Textauszug:
■ ■ ■ ■

Frankfurt/Wiesbaden - Seda Basay-Yildiz muss überlegen, wenn es um die Zahl der »NSU 2.0«-Drohschreiben geht, die sie seit dem Jahr 2018 enthalten hat - es waren einfach so viele. »Insgesamt kamen 15 oder 16«, sagt die Frankfurter Rechtsanwältin, die als Nebenklageanwältin Opferfamilien der Terrorzelle NSU vertreten hat. Die Faxe und E-Mails enthielten Morddrohungen gegen die Juristin und ihre Familie, bedrohten ihre Eltern und ihre Tochter. Sie enthielten Angaben zu Adressen und persönlichen Daten, die nicht öffentlich zugänglich waren.

■ ■ ■ ■

(Datensätze mit Verweisen auf benannte Objekte)
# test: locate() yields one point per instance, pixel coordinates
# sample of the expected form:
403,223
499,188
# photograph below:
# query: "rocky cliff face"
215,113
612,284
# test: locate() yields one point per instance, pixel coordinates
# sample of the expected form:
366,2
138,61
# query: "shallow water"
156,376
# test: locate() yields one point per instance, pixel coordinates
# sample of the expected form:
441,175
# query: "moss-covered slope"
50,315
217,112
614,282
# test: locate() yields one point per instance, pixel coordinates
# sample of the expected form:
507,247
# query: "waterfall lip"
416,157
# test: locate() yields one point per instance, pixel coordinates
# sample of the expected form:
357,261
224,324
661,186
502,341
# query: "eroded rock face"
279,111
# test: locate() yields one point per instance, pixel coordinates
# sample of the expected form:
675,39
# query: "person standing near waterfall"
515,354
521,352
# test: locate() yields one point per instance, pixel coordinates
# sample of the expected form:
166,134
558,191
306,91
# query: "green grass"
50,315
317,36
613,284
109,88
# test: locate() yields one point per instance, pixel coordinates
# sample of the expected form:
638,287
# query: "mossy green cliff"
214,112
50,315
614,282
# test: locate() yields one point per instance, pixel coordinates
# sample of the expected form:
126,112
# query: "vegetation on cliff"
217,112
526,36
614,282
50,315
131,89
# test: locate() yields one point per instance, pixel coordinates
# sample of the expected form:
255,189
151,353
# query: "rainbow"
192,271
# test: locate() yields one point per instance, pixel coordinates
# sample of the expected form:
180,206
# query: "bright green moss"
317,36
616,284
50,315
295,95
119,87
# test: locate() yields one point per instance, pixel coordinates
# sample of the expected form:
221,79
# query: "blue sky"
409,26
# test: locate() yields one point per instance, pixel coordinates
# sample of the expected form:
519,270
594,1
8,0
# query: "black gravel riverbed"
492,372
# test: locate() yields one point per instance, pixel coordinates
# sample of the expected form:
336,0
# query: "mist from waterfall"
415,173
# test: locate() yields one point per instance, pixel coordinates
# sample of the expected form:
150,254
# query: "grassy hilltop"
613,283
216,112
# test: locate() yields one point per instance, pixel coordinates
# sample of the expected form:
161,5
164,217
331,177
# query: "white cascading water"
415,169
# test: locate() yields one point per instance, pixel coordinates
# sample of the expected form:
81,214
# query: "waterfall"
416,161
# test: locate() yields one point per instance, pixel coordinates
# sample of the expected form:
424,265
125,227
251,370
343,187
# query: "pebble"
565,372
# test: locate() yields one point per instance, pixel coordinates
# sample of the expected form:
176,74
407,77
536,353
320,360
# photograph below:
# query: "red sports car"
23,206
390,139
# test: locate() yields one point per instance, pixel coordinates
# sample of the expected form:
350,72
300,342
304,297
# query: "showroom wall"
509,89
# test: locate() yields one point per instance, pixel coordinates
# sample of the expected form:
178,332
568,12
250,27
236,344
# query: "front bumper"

■ ■ ■ ■

Gestellte Aufgabe: Wie viele »NSU 2.0«-Drohschreiben hat die Frankfurter Rechtsanwältin laut dem Textauszug insgesamt bekommen?

Die Antwort: 15 oder 16.